[START Extracted material]

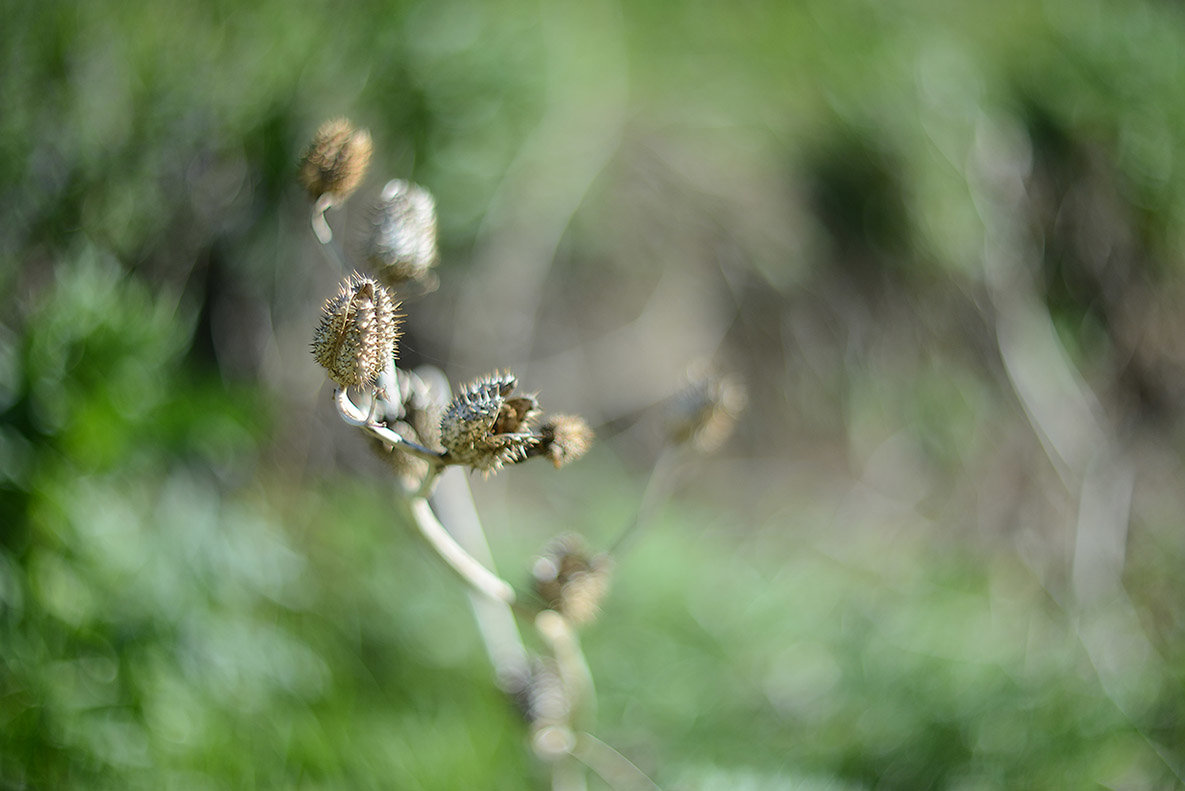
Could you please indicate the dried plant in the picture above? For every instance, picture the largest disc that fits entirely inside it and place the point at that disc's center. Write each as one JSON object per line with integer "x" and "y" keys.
{"x": 421, "y": 430}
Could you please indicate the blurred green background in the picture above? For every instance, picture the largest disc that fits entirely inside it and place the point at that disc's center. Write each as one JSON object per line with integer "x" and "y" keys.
{"x": 941, "y": 242}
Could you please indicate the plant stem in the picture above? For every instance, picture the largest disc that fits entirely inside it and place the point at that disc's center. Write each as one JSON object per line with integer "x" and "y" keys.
{"x": 495, "y": 619}
{"x": 466, "y": 566}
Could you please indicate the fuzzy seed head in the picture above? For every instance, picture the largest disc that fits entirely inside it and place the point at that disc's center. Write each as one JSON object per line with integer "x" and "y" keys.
{"x": 704, "y": 412}
{"x": 486, "y": 429}
{"x": 402, "y": 242}
{"x": 335, "y": 160}
{"x": 564, "y": 438}
{"x": 358, "y": 332}
{"x": 570, "y": 579}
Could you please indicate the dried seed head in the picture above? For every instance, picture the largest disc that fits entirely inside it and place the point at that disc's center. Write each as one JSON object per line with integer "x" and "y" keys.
{"x": 358, "y": 330}
{"x": 485, "y": 429}
{"x": 402, "y": 242}
{"x": 704, "y": 412}
{"x": 571, "y": 580}
{"x": 335, "y": 160}
{"x": 564, "y": 438}
{"x": 543, "y": 699}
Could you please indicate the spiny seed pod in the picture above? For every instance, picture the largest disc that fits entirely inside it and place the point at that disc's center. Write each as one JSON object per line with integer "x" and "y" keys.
{"x": 402, "y": 242}
{"x": 358, "y": 332}
{"x": 563, "y": 438}
{"x": 335, "y": 160}
{"x": 704, "y": 412}
{"x": 571, "y": 580}
{"x": 485, "y": 429}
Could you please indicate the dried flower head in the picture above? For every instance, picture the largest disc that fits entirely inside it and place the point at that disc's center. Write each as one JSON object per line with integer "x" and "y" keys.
{"x": 485, "y": 429}
{"x": 563, "y": 438}
{"x": 543, "y": 699}
{"x": 335, "y": 160}
{"x": 358, "y": 332}
{"x": 570, "y": 579}
{"x": 704, "y": 412}
{"x": 402, "y": 242}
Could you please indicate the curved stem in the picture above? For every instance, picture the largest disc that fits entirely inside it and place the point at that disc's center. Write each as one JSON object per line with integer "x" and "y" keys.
{"x": 466, "y": 566}
{"x": 574, "y": 668}
{"x": 352, "y": 415}
{"x": 453, "y": 505}
{"x": 609, "y": 765}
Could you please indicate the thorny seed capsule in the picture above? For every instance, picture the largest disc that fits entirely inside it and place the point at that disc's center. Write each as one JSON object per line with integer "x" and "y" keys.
{"x": 485, "y": 429}
{"x": 402, "y": 242}
{"x": 335, "y": 160}
{"x": 358, "y": 332}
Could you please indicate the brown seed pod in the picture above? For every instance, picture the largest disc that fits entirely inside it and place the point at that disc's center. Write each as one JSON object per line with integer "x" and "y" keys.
{"x": 570, "y": 579}
{"x": 563, "y": 438}
{"x": 335, "y": 160}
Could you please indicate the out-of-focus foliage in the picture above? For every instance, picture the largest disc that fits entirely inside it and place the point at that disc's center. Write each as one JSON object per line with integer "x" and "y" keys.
{"x": 942, "y": 242}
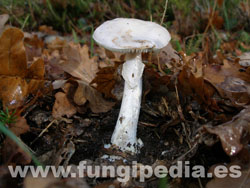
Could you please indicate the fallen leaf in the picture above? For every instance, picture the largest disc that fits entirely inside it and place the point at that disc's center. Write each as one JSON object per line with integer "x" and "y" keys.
{"x": 20, "y": 126}
{"x": 17, "y": 80}
{"x": 33, "y": 47}
{"x": 191, "y": 82}
{"x": 40, "y": 182}
{"x": 106, "y": 79}
{"x": 230, "y": 182}
{"x": 62, "y": 106}
{"x": 232, "y": 133}
{"x": 96, "y": 102}
{"x": 77, "y": 62}
{"x": 13, "y": 154}
{"x": 47, "y": 29}
{"x": 230, "y": 82}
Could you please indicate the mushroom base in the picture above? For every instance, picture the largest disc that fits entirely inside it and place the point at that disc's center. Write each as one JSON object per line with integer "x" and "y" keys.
{"x": 124, "y": 136}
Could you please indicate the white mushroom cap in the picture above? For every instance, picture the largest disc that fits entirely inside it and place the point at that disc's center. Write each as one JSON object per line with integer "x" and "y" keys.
{"x": 131, "y": 35}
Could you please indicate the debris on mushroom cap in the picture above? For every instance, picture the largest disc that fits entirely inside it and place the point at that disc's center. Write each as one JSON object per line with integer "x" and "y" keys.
{"x": 131, "y": 35}
{"x": 245, "y": 59}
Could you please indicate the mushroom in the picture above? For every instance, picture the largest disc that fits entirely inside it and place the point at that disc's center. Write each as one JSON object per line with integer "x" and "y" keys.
{"x": 132, "y": 37}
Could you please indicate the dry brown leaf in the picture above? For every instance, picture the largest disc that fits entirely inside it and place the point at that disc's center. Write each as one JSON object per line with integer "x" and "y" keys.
{"x": 12, "y": 153}
{"x": 231, "y": 133}
{"x": 77, "y": 62}
{"x": 33, "y": 47}
{"x": 47, "y": 29}
{"x": 191, "y": 82}
{"x": 241, "y": 182}
{"x": 229, "y": 81}
{"x": 40, "y": 182}
{"x": 17, "y": 81}
{"x": 20, "y": 126}
{"x": 62, "y": 106}
{"x": 96, "y": 102}
{"x": 105, "y": 80}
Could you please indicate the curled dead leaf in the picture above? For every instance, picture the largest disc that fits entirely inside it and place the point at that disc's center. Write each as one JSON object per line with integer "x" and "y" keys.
{"x": 17, "y": 81}
{"x": 62, "y": 106}
{"x": 232, "y": 133}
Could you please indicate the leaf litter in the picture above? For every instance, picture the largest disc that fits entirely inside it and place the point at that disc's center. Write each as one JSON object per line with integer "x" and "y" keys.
{"x": 188, "y": 100}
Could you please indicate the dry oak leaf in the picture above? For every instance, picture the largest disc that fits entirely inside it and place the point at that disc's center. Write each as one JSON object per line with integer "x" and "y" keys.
{"x": 62, "y": 106}
{"x": 233, "y": 134}
{"x": 97, "y": 103}
{"x": 20, "y": 126}
{"x": 191, "y": 82}
{"x": 229, "y": 81}
{"x": 17, "y": 80}
{"x": 77, "y": 62}
{"x": 105, "y": 79}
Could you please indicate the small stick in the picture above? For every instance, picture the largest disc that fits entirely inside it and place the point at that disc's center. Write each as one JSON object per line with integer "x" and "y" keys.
{"x": 44, "y": 130}
{"x": 164, "y": 12}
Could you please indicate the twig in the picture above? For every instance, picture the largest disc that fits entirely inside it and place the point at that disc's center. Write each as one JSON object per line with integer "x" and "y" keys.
{"x": 164, "y": 12}
{"x": 44, "y": 130}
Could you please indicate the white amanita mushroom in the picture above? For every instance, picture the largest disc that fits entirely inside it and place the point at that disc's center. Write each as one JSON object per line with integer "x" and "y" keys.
{"x": 132, "y": 37}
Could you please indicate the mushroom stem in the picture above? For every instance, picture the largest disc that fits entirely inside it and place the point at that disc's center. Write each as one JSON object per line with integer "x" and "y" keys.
{"x": 124, "y": 135}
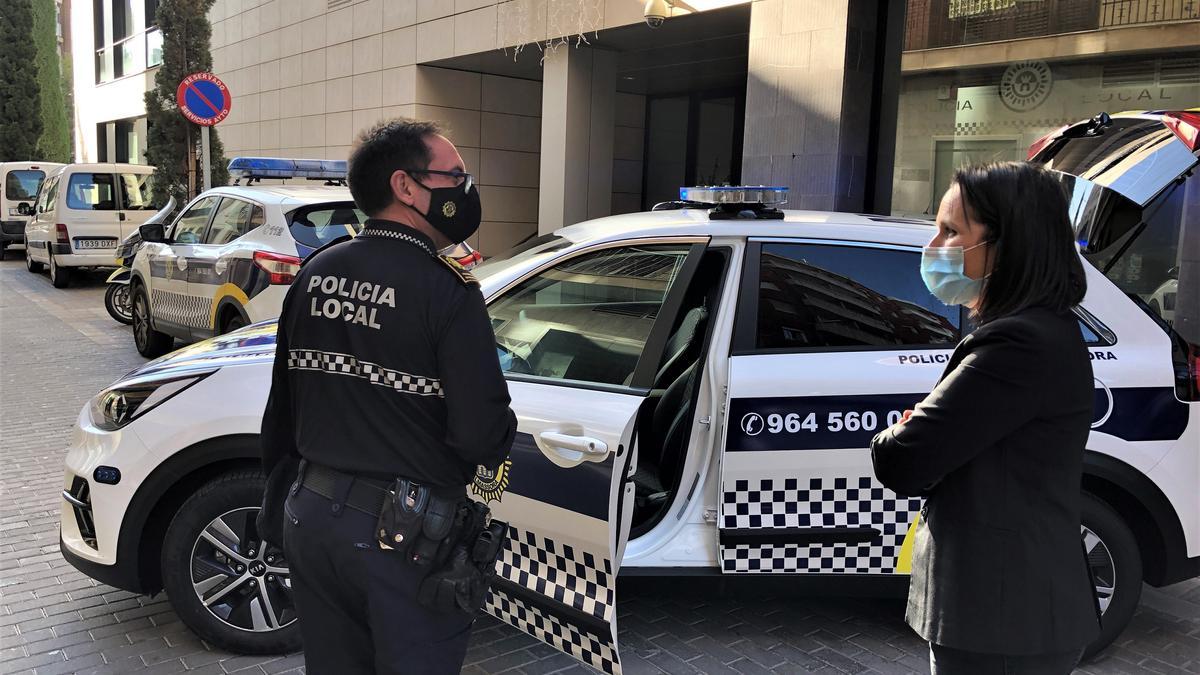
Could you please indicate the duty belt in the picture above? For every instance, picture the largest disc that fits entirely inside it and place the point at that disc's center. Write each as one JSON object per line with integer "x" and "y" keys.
{"x": 365, "y": 494}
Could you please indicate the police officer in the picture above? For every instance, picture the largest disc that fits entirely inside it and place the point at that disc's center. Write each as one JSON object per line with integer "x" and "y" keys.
{"x": 385, "y": 368}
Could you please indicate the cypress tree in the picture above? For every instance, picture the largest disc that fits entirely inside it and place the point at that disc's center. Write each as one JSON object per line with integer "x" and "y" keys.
{"x": 172, "y": 141}
{"x": 21, "y": 120}
{"x": 54, "y": 144}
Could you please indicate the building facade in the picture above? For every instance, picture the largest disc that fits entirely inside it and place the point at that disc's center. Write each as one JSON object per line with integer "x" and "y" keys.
{"x": 571, "y": 109}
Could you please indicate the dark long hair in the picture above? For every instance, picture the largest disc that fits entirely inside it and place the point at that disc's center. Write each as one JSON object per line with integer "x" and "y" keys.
{"x": 1035, "y": 261}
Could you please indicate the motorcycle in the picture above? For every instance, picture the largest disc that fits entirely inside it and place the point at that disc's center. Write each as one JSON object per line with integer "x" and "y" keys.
{"x": 117, "y": 297}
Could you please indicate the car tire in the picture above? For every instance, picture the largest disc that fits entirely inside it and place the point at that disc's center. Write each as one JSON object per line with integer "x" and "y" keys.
{"x": 1115, "y": 562}
{"x": 233, "y": 321}
{"x": 60, "y": 276}
{"x": 213, "y": 550}
{"x": 150, "y": 342}
{"x": 117, "y": 302}
{"x": 30, "y": 263}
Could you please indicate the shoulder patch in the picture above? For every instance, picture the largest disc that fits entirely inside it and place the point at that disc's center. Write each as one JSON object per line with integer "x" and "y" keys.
{"x": 462, "y": 273}
{"x": 329, "y": 245}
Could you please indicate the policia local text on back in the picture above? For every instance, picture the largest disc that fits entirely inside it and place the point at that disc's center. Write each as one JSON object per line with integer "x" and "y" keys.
{"x": 385, "y": 395}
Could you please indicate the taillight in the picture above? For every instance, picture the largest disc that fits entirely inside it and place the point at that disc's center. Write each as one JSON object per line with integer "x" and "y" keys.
{"x": 1041, "y": 143}
{"x": 283, "y": 269}
{"x": 1186, "y": 126}
{"x": 471, "y": 260}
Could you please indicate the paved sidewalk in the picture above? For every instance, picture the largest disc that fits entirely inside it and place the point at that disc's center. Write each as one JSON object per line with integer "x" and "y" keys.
{"x": 60, "y": 347}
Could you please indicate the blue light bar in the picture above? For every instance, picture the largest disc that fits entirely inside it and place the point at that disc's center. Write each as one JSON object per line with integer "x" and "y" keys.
{"x": 766, "y": 195}
{"x": 277, "y": 167}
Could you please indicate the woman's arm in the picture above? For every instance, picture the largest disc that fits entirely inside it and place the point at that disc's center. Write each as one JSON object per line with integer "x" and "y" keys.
{"x": 995, "y": 389}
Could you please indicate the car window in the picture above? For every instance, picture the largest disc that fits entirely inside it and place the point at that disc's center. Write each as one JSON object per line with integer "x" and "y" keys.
{"x": 190, "y": 226}
{"x": 587, "y": 318}
{"x": 91, "y": 192}
{"x": 23, "y": 184}
{"x": 231, "y": 221}
{"x": 1151, "y": 260}
{"x": 46, "y": 197}
{"x": 136, "y": 191}
{"x": 832, "y": 297}
{"x": 318, "y": 225}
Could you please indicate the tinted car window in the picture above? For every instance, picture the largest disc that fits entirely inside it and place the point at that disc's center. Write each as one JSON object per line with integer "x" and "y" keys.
{"x": 190, "y": 226}
{"x": 587, "y": 318}
{"x": 91, "y": 192}
{"x": 136, "y": 191}
{"x": 1151, "y": 260}
{"x": 231, "y": 221}
{"x": 317, "y": 226}
{"x": 23, "y": 184}
{"x": 820, "y": 296}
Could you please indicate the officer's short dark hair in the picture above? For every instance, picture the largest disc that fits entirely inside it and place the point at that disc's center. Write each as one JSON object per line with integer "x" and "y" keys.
{"x": 382, "y": 150}
{"x": 1035, "y": 261}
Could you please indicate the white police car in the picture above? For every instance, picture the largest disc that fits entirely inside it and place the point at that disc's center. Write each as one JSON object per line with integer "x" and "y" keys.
{"x": 228, "y": 258}
{"x": 695, "y": 393}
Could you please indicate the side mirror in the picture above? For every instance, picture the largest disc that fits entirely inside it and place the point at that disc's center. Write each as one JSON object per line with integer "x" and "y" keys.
{"x": 153, "y": 232}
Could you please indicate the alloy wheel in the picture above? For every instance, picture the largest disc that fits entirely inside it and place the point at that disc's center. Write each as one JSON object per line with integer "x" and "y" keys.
{"x": 1104, "y": 569}
{"x": 240, "y": 579}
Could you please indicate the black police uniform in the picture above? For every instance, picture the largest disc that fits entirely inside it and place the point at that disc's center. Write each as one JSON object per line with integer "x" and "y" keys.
{"x": 385, "y": 366}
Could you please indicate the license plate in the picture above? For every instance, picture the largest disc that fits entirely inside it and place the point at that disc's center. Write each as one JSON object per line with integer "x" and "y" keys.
{"x": 95, "y": 243}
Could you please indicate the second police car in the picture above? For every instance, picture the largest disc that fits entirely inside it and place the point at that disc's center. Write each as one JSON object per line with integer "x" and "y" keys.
{"x": 695, "y": 392}
{"x": 229, "y": 256}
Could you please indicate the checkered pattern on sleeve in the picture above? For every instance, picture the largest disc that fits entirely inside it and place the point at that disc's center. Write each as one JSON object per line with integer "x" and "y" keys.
{"x": 186, "y": 310}
{"x": 562, "y": 572}
{"x": 349, "y": 365}
{"x": 815, "y": 502}
{"x": 597, "y": 651}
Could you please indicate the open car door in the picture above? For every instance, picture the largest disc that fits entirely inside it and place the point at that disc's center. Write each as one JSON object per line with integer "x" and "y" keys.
{"x": 580, "y": 341}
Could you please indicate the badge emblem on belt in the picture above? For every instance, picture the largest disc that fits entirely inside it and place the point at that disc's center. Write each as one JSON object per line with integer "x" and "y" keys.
{"x": 491, "y": 484}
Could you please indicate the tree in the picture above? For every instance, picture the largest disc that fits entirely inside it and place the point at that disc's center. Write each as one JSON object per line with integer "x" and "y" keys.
{"x": 173, "y": 144}
{"x": 21, "y": 120}
{"x": 54, "y": 144}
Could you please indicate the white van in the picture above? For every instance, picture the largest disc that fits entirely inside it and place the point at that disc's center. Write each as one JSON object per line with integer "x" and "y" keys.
{"x": 83, "y": 211}
{"x": 21, "y": 181}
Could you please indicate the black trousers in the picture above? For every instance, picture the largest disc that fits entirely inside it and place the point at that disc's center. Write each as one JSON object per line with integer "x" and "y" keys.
{"x": 357, "y": 602}
{"x": 948, "y": 661}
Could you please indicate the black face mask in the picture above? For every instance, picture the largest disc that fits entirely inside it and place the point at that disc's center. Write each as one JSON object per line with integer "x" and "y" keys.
{"x": 454, "y": 211}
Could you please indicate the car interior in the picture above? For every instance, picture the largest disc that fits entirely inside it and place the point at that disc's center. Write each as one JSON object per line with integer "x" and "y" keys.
{"x": 664, "y": 423}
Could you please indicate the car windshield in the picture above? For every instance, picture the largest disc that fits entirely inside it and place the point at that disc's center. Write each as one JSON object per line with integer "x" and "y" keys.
{"x": 23, "y": 184}
{"x": 521, "y": 254}
{"x": 321, "y": 223}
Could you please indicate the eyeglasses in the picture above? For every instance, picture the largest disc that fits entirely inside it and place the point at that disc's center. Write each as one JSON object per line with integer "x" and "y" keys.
{"x": 462, "y": 179}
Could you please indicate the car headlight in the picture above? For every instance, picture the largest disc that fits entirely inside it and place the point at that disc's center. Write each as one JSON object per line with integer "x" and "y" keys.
{"x": 125, "y": 401}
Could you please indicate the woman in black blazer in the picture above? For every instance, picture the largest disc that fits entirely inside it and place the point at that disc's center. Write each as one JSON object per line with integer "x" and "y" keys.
{"x": 1000, "y": 579}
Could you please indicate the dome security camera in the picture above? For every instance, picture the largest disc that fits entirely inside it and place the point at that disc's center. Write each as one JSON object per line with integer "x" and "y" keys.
{"x": 655, "y": 12}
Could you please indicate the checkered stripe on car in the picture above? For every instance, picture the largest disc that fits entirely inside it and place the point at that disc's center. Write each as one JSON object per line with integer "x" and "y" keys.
{"x": 178, "y": 308}
{"x": 348, "y": 364}
{"x": 594, "y": 650}
{"x": 562, "y": 572}
{"x": 815, "y": 502}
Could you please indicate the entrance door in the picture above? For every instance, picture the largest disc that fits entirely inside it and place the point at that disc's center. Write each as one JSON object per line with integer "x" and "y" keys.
{"x": 833, "y": 341}
{"x": 580, "y": 342}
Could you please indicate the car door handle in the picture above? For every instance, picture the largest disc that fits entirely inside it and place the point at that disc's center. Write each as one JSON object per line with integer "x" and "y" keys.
{"x": 583, "y": 444}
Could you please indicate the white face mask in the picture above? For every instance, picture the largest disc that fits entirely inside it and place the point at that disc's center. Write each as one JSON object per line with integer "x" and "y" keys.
{"x": 942, "y": 269}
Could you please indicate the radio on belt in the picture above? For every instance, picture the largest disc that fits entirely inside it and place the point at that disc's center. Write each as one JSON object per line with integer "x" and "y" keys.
{"x": 732, "y": 202}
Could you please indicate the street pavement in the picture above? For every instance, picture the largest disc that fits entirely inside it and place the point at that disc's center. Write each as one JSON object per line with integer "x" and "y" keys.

[END Extracted material]

▶ Exercise brief: Rewrite the listing from the line containing "Could you please indicate the checkered stripe" through the end of the listing, both ends included, with every request kept word for word. Scale each x and y coordinate in the answers by 1.75 and round the results to whole numbers, rounding halves up.

▶ The response:
Could you please indicate the checkered stripe on car in the picture above? For every instance, picture the largest disc that fits entirely inside it and place the point at that disc's center. Write each as one JSON object per line with integer "x" and "y" keys.
{"x": 312, "y": 539}
{"x": 609, "y": 637}
{"x": 1040, "y": 1138}
{"x": 984, "y": 1001}
{"x": 1426, "y": 879}
Could you please indicate the entrance door in the picture above? For every instance, picture the largest disc that fits entirely inside it and place the point at that disc's center. Write each as one JSON object per line with integer "x" and "y" keys.
{"x": 1458, "y": 597}
{"x": 1015, "y": 599}
Could you please indicate the car door handle in the picture above? For every instance, picture the largest disc that fits entirely inside it and place the point at that disc's center. Write each as one JSON object per line with integer "x" and "y" keys.
{"x": 1020, "y": 777}
Could you please indicate the white face mask in the picture above? For every instance, picture the largest disc that fits entirely inside it and place the point at that disc's center. Write each as one JSON object per line with integer "x" and "y" keys.
{"x": 1649, "y": 471}
Could you please indicate the radio on belt in the picture above? For every instance, picture the largest disc that fits entirely inside it and place the point at that disc's center. Write each as one JSON object per line with integer "x" and "y" keys.
{"x": 1281, "y": 354}
Could you please indicate the street pavement in the picture above? For every instance, picture the largest disc that fits entirely inside it and place the point at that disc's center. Write each as one JSON object per line with integer "x" and "y" keys.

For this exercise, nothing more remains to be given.